**Short problem 1**
Count the lines in the records below that contain the string "field", treating uppercase and lowercase letters as distinct. Give only the number.

**Excerpted passage**
>>
Based on recent economic developments and the newly-released Thirteenth Five-Year Plan, China is well on its way to reaching its climate goal of peak CO₂ emissions by 2030.

The Plan charts the overarching course of China’s economic and social development through 2020, and will be translated into plans for provinces and specific sectors like energy in the coming months and years. The national plan, by reflecting the government’s high-level priorities, provides important momentum toward meeting China’s climate change commitments.

In many respects, the Plan hews closely to the goals set out in the country’s previous long-term energy plans and its climate policy commitments for the Paris Agreement. China’s pledge included targets to reach peak CO₂ emissions around 2030 (with the intention to peak earlier), by reducing the CO₂ intensity of economic activity by 60-65% by 2030 relative to 2005, and raising the share of non-fossil energy in the country’s energy mix to around 20% by 2030.

In crafting the Plan, China’s policymakers have emphasized the role of both the expansion of low-carbon energy and continued improvements in energy efficiency. It suggests that even in the face of slower growth, top policymakers recognize that both strategies are consistent with the country’s latest growth targets.

Moving forward on climate and energy

Generally speaking, the Plan is in step with the country’s National Energy Development Plan, released in 2014, which calls for substantial increases in clean and renewable energy deployment through 2020. While the new Five-Year Plan does not mention targets for installed electricity generation capacity, it reaffirms the country’s existing target to raise the non-fossil share of energy use to 15% by 2020. To achieve this goal, China’s National Energy Administration has stated that China will need a total of 250 gigawatts (GW) of wind power capacity, and 150 GW of solar, which would exceed the targets set in 2014 by 50 gigawatts each. (China is also aiming for 350 GW of hydropower capacity by 2020.) Realizing the full generation potential of wind and solar capacity—and its contribution to the country’s non-fossil target—will require reforms that introduce greater flexibility in dispatch and allow balancing across larger grid areas.
<<
**Record excerpts**
>>
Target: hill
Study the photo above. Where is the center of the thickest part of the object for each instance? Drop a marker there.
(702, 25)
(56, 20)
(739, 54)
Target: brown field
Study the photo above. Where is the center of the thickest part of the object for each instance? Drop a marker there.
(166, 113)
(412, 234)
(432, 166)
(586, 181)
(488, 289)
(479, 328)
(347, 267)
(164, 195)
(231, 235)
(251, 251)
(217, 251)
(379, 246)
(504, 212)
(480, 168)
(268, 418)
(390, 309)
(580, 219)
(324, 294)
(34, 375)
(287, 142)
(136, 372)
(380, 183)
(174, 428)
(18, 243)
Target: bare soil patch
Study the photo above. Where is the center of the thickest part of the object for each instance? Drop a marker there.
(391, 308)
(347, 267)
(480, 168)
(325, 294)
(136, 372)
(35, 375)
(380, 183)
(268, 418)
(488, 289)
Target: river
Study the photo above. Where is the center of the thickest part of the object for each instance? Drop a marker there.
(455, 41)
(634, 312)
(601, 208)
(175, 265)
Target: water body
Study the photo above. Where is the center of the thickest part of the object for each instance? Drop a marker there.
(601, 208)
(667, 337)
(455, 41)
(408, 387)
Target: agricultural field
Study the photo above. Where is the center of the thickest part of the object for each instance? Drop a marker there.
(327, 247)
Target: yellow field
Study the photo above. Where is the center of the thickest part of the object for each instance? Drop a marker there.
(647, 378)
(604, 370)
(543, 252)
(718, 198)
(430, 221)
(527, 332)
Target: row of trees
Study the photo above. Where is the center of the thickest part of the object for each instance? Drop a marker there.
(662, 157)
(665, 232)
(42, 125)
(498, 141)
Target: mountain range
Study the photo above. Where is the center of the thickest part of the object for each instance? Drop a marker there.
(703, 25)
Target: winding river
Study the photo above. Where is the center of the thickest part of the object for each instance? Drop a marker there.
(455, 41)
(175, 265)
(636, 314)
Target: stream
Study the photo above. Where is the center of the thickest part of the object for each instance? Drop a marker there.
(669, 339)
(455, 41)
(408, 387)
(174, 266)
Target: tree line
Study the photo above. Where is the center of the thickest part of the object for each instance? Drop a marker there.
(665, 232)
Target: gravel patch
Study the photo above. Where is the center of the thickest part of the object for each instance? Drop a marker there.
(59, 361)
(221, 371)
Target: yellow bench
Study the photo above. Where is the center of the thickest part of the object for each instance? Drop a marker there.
<<
**Short problem 2**
Continue the passage on China's Five-Year Plan and its climate goals from the point where it ends.

**Result 1**
3

**Result 2**
Nuclear and biomass are also slated to expand substantially, by 38-49 GW and 30 GW, respectively (Bloomberg New Energy Finance). Expansion of the country’s natural gas infrastructure is also likely to facilitate increased use, which has not occurred as fast as anticipated through 2015.

Energy efficiency will also be critical, especially realizing efficiencies in the parts of the economy that policy doesn’t easily reach. Indeed, many of the large energy users and emitters have cleaned up substantially in recent years in response to energy efficiency directives and technology upgrades. While there may be little low hanging fruit left in some segments of the economy, finding, reaping, and quantifying the remaining opportunities for energy efficiency improvement will be an important task in the Thirteenth FYP.

The creation of a national carbon trading market—focused on large enterprises in high-emitting sectors—will help to support this transition. Set to launch in 2017, the system will price in a portion of the damages of fossil energy use, encouraging clean energy substitution and innovation over the longer term. Finding ways to expand the coverage of the carbon price to smaller and more distributed emitters offers a promising way to expand cost-effective reductions, while preventing “leakage” of emitting activities from covered to un-covered sectors.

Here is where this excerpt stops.